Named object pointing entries
====

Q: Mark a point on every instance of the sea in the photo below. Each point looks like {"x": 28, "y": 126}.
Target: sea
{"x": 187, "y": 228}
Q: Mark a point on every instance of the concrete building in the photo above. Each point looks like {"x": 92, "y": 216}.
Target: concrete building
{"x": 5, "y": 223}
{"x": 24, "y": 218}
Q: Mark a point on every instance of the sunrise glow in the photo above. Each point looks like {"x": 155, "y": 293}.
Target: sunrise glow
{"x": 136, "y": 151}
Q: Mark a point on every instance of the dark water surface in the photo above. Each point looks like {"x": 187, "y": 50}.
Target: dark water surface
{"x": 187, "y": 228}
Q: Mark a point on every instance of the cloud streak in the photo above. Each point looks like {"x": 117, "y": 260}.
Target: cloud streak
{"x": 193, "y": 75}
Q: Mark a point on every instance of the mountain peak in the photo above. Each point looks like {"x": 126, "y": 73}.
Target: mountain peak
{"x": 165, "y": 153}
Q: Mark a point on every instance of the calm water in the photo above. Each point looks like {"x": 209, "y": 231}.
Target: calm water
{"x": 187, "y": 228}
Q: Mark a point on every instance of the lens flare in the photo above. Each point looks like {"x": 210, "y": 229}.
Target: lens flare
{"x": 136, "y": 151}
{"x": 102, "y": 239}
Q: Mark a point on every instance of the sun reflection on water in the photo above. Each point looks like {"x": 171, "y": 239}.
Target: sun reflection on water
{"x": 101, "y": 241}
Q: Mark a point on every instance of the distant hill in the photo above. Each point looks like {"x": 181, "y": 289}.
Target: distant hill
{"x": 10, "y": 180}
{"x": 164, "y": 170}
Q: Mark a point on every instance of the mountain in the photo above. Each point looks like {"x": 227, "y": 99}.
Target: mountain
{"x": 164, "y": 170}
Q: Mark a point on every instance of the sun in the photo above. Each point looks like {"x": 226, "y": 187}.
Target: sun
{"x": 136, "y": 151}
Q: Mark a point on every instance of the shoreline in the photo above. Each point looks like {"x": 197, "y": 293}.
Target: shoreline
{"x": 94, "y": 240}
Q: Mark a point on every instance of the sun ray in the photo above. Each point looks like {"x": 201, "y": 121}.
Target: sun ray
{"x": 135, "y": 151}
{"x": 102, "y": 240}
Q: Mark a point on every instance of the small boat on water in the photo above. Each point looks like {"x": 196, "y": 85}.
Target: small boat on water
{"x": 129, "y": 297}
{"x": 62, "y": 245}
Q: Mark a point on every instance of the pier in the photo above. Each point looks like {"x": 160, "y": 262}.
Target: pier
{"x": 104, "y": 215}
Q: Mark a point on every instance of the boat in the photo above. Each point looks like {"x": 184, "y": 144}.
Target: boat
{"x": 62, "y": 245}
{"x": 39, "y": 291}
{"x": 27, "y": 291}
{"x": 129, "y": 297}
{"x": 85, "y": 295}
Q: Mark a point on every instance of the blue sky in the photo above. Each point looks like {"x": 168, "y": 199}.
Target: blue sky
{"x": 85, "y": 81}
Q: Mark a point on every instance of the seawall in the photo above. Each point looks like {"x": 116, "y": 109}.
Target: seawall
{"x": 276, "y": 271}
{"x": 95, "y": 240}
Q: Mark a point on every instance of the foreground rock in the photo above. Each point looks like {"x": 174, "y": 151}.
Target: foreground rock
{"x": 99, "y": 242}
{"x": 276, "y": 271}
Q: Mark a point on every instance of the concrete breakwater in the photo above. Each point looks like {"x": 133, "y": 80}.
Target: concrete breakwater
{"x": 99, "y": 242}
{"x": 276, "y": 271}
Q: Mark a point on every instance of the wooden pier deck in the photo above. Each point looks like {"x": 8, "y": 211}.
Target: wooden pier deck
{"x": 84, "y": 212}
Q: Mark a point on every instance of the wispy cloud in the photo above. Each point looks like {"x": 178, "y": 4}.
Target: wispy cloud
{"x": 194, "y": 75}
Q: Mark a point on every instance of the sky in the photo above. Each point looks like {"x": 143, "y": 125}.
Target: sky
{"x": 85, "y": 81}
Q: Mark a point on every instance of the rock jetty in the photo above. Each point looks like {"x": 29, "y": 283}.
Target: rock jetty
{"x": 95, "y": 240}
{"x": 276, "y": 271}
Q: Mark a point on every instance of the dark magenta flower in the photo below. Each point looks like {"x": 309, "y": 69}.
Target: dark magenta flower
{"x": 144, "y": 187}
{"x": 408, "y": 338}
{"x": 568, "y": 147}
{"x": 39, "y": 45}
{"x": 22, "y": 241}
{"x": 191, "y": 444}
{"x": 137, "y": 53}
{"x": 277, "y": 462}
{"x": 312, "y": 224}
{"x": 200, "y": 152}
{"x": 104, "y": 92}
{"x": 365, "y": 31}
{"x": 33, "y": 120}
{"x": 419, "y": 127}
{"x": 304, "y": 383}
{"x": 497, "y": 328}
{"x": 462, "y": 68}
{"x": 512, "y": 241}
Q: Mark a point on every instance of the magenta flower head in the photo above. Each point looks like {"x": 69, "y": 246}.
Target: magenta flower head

====

The problem => Quote every line from the line containing "Q: Mark a point on every instance of the foreground" through the closing line of the listing, including both.

Solution =>
Q: Mark a point on every instance of the foreground rock in the photo above. Each point looks like {"x": 174, "y": 151}.
Target: foreground rock
{"x": 99, "y": 242}
{"x": 276, "y": 271}
Q: Mark a point on every instance of the concrete breakwater in the photo above. Each point looks like {"x": 133, "y": 80}.
Target: concrete breakwater
{"x": 99, "y": 242}
{"x": 276, "y": 271}
Q: Mark a point on every instance of the wooden pier deck in the photo above. Each point looks like {"x": 8, "y": 211}.
Target: wooden pier deck
{"x": 84, "y": 212}
Q: Mark a point on every instance of the wispy cloud in the photo above. Each point looks like {"x": 178, "y": 4}.
Target: wispy cloud
{"x": 194, "y": 75}
Q: Mark a point on every instance of the sky in the photo above. Each point looks like {"x": 143, "y": 125}.
Target: sky
{"x": 85, "y": 81}
Q: Mark a point on every instance of the rock jetty in the photo above. Each point looks like {"x": 29, "y": 283}.
Target: rock jetty
{"x": 95, "y": 240}
{"x": 276, "y": 271}
Q: Mark a point on every instance of the dark magenta flower in the photo below. Each point looks like {"x": 309, "y": 69}.
Target: dark magenta flower
{"x": 144, "y": 187}
{"x": 408, "y": 338}
{"x": 568, "y": 147}
{"x": 39, "y": 45}
{"x": 22, "y": 241}
{"x": 191, "y": 444}
{"x": 137, "y": 53}
{"x": 277, "y": 462}
{"x": 312, "y": 224}
{"x": 200, "y": 152}
{"x": 104, "y": 92}
{"x": 365, "y": 31}
{"x": 33, "y": 120}
{"x": 419, "y": 127}
{"x": 304, "y": 383}
{"x": 497, "y": 328}
{"x": 462, "y": 68}
{"x": 512, "y": 241}
Q: Mark a point on every instance of the magenta flower head in the photo above. Each point looks like {"x": 69, "y": 246}.
Target: magenta flower head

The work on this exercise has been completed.